-- STATED EXERCISE --
Copy the entries below with every "pick out" swapped for "mark" and everything else left unchanged. Leave out the pictures.
[Begin SUPPLIED RECORDS]
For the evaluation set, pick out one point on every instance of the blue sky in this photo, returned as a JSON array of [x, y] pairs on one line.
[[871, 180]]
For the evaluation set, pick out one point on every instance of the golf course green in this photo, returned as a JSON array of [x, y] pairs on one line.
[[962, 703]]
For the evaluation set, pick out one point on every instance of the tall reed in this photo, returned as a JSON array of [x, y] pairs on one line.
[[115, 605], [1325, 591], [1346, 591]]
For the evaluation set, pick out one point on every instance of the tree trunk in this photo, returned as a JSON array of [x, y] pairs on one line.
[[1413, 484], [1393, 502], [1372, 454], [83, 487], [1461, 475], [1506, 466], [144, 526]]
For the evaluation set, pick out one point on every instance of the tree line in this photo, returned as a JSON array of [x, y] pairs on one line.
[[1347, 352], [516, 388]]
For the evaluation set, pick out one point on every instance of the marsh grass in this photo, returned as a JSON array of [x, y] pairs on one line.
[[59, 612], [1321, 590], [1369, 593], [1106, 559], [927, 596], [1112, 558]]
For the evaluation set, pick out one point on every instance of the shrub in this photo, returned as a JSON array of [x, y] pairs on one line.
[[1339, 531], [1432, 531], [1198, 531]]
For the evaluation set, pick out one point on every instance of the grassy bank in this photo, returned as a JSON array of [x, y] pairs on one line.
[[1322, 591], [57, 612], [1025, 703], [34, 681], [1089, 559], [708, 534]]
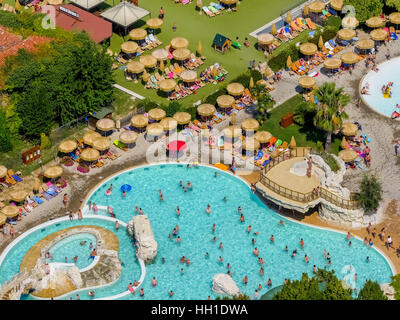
[End SUPPLIED RECORDS]
-- TASK RESPONSE --
For the evaluation set, mark one point on every instance of the blue sky in this photo, returned as a JSON array of [x, y] pairs on one line.
[[871, 180]]
For the evaluation set, mark one point on every instance of the golf course green in this photo, returned as a JSON array of [x, y] pairs on one line.
[[962, 703]]
For the evaluation set, mark one point on every instance of the tall reed in this photo, returned as a JSON array of [x, y] pairs on one line.
[[115, 605], [1325, 591], [1346, 591]]
For the evaluation set, mark one point on every instance of the tree trunk in this photo, returned as a JSON array of [x, y] pairs on one line.
[[1413, 484], [1393, 502], [1372, 454], [83, 487], [1461, 475], [1506, 466], [144, 526]]
For the evaluation set, mark one point on every instance of the tree line in this photo, returned as a JSON array of [x, y] pairs on one line.
[[1347, 352], [516, 388]]
For the evaluation set, mark one point on every instance of the marsh grass in this photo, returned as a JSON array of [x, y] pairs on one line.
[[59, 612], [1321, 590], [1369, 593], [1106, 559], [927, 596], [1112, 558]]
For the evaluation set, mark one point on every instance of the shrub in this photo, returned as a JSON array of [x, y] pairs on one line.
[[1339, 531], [1432, 531], [1198, 531]]
For the evaluation set, mark one point on every instance of the grassy bank in this photo, returned as a JSON array of [x, y] pairs on one line.
[[1322, 591], [57, 612], [1025, 703], [34, 681], [1089, 559], [708, 534]]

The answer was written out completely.